- **PROBLEM TO WORK ON**: Quote verbatim the passage in the rows that opens with the line containing "Target: car rear bumper" and closes with the line containing "column 426, row 296", including both of those lines and nothing else.

- **MATERIAL SUPPLIED**:
## Start

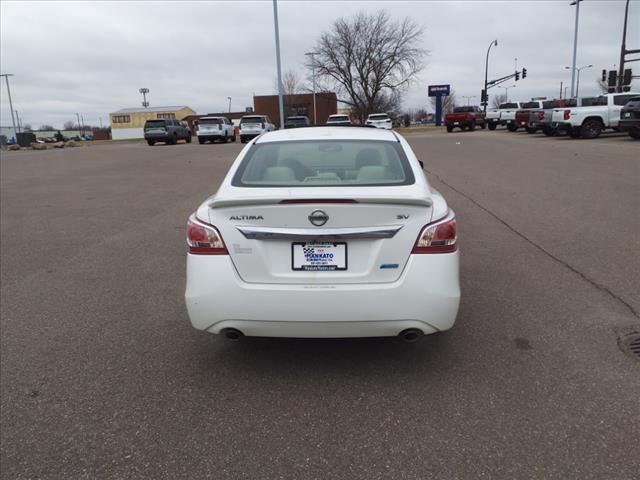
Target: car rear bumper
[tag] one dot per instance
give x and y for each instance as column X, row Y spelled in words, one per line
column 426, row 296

## End
## Start

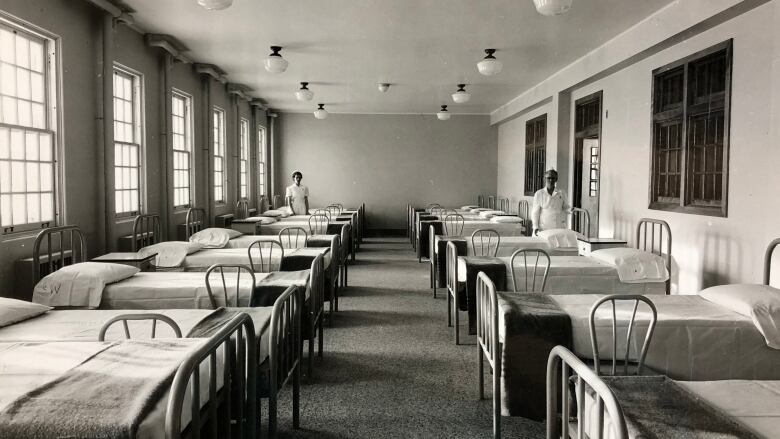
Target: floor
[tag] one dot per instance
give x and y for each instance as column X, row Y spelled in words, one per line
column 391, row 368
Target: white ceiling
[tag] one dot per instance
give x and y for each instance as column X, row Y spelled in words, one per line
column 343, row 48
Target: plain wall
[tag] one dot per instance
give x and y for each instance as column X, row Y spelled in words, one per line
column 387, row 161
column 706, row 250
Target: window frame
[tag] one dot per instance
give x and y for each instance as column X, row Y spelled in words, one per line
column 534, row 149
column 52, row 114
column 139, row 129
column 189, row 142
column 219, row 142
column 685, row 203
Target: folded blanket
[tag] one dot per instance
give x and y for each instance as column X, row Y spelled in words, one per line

## End

- **COMPLETED TASK**:
Target: car rear bumper
[tag] one dot per instance
give x and y for each instance as column X, row Y spelled in words, one per line
column 426, row 296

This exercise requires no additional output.